Another great classroom management tool is music cues. Using music for specific, daily transitions helps the classroom run smoothly and allows more time for learning (Rick Morris). I personally love the No Yell Bell for transitions, which can be purchased on Amazon.

Unfinished Work Folders

I subbed in a classroom where the teacher kept unfinished work folders for each student in a separate place from students’ desks. It helped prevent clutter and students hiding unfinished work in their desks. It also helps the teacher manage unfinished work more easily. One way you could minimize transitions after each activity is by designating a few class jobs as the unfinished work collectors for each table group. This student could collect unfinished work after each activity and quietly place the work in students’ folders.

Whole Group Incentive: Marble Jar

Marble jars are a great whole group incentive. The class earns marbles for displaying good behavior as a whole group. Once the jar is full, the class earns a party!

Another classroom management tool is Table Points. Table groups earn points for getting supplies out quickly, working quietly, and having a clean area. At the end of each week, the group with the most table points earns Folks funds, and the privilege to be dismissed first to line up for recess and lunch for the entire following week. The group with the second most table points earns half the amount of Folks funds, and gets dismissed second the following week. The pattern continues for the rest of the groups.

## DIRECTION:
According to the classroom management text, what does the class earn once the marble jar is full?

Named region outline listing:
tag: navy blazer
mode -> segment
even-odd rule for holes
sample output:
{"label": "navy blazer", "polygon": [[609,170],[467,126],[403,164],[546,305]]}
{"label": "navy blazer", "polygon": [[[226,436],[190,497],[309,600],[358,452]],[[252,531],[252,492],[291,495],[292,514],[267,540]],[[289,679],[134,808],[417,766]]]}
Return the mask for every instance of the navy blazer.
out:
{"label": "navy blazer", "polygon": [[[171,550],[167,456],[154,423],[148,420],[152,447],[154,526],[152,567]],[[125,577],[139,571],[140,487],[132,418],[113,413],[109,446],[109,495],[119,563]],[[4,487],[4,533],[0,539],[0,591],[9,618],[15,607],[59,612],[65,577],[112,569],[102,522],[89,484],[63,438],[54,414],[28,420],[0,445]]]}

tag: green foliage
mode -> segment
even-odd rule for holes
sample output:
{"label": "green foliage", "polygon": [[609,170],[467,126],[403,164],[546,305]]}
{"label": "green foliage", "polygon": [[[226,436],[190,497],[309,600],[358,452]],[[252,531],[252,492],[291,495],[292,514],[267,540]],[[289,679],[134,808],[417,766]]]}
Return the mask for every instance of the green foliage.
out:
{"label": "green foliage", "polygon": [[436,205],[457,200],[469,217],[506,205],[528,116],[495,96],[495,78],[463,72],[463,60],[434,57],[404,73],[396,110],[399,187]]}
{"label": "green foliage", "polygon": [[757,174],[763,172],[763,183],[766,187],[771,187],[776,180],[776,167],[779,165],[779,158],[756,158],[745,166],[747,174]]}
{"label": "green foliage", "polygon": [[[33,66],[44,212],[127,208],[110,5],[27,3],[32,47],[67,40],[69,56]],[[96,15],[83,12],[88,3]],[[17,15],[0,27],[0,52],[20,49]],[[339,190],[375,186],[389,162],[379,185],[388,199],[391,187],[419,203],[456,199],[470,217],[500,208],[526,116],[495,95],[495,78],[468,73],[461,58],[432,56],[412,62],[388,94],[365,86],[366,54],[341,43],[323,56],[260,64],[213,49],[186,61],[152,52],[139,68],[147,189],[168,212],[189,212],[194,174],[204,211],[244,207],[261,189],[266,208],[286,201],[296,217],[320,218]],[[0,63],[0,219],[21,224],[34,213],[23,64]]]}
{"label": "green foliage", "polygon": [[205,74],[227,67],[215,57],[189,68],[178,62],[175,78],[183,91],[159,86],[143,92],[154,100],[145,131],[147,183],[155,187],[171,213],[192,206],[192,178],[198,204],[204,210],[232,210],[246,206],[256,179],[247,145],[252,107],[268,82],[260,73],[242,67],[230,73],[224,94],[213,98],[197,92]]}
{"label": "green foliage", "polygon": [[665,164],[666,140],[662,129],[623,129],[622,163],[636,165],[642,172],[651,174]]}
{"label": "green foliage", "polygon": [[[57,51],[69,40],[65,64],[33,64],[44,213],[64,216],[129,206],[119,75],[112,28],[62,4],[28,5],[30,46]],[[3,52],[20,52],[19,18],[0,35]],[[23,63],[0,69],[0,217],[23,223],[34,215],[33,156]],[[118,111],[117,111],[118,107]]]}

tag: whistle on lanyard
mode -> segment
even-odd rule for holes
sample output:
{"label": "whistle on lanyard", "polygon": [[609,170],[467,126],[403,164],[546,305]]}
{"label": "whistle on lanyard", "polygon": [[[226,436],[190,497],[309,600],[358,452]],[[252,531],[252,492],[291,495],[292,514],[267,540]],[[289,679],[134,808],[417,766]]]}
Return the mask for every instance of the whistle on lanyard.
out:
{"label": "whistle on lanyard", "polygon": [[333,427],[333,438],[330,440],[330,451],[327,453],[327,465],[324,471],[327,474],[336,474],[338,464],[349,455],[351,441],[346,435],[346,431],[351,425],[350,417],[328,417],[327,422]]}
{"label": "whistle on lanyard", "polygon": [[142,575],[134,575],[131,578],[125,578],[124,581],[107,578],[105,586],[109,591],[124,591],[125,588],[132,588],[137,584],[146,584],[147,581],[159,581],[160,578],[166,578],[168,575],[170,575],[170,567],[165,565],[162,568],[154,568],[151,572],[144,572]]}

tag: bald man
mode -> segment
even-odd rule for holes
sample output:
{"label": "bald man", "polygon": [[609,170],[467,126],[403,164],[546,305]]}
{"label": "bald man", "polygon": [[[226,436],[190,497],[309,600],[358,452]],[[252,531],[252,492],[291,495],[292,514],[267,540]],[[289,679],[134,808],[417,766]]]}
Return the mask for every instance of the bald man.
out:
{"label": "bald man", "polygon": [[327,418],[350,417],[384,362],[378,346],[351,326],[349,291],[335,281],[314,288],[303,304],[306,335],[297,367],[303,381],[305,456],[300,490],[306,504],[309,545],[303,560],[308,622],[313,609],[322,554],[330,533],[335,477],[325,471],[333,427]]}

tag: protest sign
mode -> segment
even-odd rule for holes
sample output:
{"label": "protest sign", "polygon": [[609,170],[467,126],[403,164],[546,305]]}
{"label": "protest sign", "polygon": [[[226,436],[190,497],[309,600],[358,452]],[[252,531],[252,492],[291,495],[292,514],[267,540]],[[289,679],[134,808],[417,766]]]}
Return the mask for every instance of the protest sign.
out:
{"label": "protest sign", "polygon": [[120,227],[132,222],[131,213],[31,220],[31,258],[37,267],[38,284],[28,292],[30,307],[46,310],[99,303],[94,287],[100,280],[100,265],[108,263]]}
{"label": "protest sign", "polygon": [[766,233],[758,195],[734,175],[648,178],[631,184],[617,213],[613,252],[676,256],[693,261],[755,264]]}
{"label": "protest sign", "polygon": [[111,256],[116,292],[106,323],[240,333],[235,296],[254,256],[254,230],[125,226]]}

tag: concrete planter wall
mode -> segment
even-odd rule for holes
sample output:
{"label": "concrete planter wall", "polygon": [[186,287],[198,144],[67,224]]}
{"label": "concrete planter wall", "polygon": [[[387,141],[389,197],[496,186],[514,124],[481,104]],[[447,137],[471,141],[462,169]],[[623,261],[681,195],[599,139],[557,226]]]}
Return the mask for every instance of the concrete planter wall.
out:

## RIGHT ANSWER:
The class earns a party.